╔══
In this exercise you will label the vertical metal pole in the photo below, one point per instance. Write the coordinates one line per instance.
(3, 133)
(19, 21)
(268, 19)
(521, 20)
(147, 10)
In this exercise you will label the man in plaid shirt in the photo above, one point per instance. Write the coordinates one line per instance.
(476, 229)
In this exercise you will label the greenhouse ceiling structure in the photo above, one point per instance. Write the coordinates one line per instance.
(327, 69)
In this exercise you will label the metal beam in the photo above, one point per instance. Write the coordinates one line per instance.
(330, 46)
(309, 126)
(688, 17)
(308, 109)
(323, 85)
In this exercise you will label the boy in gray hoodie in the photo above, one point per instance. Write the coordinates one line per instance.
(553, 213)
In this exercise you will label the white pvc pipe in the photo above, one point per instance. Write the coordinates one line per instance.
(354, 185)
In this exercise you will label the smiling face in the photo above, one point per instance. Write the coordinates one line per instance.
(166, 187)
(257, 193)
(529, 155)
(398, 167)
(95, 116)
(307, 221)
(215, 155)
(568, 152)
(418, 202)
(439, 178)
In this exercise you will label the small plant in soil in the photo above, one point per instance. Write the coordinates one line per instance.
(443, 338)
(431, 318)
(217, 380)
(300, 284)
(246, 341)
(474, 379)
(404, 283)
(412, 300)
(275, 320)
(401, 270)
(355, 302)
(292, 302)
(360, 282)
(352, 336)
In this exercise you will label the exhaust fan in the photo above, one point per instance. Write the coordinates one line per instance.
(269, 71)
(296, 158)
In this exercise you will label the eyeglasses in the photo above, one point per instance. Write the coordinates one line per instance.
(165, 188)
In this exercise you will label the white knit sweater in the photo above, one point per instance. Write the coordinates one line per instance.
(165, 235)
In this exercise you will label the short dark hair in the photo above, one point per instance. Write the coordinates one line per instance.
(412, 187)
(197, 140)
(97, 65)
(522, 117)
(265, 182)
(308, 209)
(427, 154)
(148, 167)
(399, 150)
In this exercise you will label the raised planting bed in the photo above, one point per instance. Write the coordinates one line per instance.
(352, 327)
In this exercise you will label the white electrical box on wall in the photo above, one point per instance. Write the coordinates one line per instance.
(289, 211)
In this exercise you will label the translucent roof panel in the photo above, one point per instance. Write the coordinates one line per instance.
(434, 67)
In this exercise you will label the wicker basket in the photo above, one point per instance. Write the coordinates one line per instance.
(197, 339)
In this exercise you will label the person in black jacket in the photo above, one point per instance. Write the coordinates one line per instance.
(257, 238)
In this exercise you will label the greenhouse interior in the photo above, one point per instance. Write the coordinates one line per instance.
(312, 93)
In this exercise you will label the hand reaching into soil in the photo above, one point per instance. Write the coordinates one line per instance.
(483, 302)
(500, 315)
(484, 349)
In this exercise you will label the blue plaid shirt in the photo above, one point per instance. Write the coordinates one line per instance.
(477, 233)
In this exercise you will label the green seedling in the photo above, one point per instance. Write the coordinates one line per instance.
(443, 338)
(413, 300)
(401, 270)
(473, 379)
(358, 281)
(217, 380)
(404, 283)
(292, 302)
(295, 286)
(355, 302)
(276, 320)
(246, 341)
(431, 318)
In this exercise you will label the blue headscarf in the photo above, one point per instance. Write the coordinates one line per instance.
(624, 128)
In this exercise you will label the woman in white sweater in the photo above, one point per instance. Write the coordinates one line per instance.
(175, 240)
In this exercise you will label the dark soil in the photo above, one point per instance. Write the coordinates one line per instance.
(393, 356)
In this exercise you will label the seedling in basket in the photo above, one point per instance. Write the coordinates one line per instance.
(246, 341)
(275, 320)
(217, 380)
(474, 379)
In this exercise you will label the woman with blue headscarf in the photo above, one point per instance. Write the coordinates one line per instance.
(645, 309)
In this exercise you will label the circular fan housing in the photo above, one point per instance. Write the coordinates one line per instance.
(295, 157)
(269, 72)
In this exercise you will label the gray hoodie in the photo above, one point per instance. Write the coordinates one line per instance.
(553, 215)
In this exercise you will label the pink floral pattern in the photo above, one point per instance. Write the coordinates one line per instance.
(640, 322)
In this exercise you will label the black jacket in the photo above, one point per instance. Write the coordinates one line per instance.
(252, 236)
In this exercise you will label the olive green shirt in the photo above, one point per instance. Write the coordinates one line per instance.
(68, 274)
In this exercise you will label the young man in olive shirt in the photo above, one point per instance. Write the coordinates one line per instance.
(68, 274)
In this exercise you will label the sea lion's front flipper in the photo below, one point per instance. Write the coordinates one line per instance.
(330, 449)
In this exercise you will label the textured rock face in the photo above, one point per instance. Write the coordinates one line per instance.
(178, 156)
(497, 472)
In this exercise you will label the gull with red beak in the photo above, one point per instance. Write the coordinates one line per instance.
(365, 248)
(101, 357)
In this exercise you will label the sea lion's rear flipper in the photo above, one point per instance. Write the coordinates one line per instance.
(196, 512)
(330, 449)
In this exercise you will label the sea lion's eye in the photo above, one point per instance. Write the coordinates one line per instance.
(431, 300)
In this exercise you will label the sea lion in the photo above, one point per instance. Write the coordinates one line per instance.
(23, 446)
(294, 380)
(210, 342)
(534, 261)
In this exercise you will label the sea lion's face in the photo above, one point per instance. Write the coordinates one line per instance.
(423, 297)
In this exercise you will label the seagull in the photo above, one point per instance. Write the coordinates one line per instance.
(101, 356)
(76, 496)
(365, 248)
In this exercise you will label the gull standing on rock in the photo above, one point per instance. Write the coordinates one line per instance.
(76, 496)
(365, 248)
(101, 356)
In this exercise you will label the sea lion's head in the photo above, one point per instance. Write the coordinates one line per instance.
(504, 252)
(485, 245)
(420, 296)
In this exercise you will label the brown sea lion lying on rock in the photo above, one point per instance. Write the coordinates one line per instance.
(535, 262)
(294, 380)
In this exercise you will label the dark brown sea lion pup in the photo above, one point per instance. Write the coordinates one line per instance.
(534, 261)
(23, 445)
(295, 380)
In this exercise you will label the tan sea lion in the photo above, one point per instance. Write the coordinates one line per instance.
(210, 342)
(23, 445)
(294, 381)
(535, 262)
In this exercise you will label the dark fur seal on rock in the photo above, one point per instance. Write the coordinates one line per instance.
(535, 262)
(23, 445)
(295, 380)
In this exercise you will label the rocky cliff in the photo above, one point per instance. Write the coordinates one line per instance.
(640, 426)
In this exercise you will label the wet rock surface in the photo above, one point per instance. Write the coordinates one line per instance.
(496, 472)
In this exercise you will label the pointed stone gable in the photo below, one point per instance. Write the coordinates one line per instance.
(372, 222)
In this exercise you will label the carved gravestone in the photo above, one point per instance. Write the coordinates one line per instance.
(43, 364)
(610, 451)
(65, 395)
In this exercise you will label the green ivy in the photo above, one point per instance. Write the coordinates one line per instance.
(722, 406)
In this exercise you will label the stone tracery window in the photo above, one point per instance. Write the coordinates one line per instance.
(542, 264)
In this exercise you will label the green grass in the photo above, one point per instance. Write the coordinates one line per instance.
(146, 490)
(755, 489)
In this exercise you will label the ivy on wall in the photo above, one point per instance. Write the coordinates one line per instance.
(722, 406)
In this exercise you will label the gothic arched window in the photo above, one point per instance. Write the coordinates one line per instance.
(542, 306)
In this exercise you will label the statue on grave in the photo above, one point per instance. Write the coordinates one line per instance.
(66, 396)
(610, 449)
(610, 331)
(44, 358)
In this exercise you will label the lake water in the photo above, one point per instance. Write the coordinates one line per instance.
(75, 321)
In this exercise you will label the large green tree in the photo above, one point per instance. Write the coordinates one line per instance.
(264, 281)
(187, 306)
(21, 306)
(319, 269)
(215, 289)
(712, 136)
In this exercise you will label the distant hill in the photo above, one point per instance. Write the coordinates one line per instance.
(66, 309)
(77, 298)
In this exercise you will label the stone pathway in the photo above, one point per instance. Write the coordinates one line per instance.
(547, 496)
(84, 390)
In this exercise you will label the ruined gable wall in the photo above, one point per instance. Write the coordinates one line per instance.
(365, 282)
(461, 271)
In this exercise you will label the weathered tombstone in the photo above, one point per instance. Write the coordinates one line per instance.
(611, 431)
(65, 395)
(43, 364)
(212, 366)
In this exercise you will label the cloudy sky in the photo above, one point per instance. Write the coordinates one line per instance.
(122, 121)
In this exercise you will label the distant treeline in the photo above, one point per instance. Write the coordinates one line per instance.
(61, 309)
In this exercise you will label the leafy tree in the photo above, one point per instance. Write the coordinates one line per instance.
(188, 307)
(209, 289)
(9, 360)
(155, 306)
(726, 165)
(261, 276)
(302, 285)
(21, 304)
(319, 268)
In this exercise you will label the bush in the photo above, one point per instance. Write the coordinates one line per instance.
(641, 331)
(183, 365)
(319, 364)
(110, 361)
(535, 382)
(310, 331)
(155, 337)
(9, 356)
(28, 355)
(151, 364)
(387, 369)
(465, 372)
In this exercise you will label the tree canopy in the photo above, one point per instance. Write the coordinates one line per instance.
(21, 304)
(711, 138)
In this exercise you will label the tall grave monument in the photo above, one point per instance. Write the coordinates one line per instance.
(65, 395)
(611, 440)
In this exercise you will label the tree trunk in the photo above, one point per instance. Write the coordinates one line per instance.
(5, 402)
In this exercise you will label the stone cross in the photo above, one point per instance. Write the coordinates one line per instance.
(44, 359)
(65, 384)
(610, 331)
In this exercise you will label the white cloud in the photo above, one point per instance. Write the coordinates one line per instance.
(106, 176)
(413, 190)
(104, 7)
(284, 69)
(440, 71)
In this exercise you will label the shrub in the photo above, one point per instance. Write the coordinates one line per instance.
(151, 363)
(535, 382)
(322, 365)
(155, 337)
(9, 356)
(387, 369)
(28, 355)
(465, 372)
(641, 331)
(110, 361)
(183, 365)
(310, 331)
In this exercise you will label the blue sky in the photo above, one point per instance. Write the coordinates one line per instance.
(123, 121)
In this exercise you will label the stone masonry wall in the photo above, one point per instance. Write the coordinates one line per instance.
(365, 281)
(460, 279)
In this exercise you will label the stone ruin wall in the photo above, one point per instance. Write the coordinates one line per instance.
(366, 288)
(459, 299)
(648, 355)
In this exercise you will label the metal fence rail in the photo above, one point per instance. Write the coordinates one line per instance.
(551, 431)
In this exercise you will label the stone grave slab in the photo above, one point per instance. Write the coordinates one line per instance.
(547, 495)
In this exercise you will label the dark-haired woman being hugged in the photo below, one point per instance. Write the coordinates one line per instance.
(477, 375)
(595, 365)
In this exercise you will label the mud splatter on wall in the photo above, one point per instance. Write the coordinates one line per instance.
╚══
Task goal:
Beginning at the line that holds "In this exercise you will label the tree trunk", reproduce each line of the records above down to and including the last one.

Result of this task:
In this exercise you will label the tree trunk in the photo above, one point per instance. Write the coordinates one line per instance.
(5, 402)
In this exercise you will label the stone cross in the photo above, one point per instance. Write the coordinates one line per instance.
(44, 359)
(65, 384)
(610, 331)
In this exercise you will label the white cloud in the photo above, one point per instance. Write the coordinates one line per instance.
(106, 176)
(413, 190)
(104, 7)
(284, 69)
(440, 71)
In this exercise you will label the shrub in the photo above, one point per instance. Write the coordinates one line per instance.
(151, 363)
(535, 382)
(322, 365)
(155, 337)
(9, 356)
(387, 369)
(28, 355)
(465, 372)
(641, 331)
(110, 361)
(183, 365)
(310, 331)
In this exercise you will label the blue sky in the photo above, one point per instance. Write the coordinates one line per instance.
(123, 121)
In this exercise you will label the stone masonry wall in the photo above, one point per instance. Write the coordinates one line per instance.
(365, 281)
(460, 279)
In this exercise you will label the stone ruin wall in the photo above, one point per instance. Write the coordinates one line per instance.
(366, 288)
(459, 299)
(648, 355)
In this exercise you will label the metal fence rail in the photo above, one point per instance. Write the coordinates one line per instance.
(551, 431)
In this exercise you will label the stone grave slab in the photo above, one point per instance. Write the coordinates one line per instance.
(547, 495)
In this exercise you will label the dark-haired woman being hugged in the photo below, one point per instance. Write the coordinates one line per instance.
(477, 375)
(595, 365)
In this exercise you will label the mud splatter on wall in the photo above, one point per instance. Write the coordinates one line per instance.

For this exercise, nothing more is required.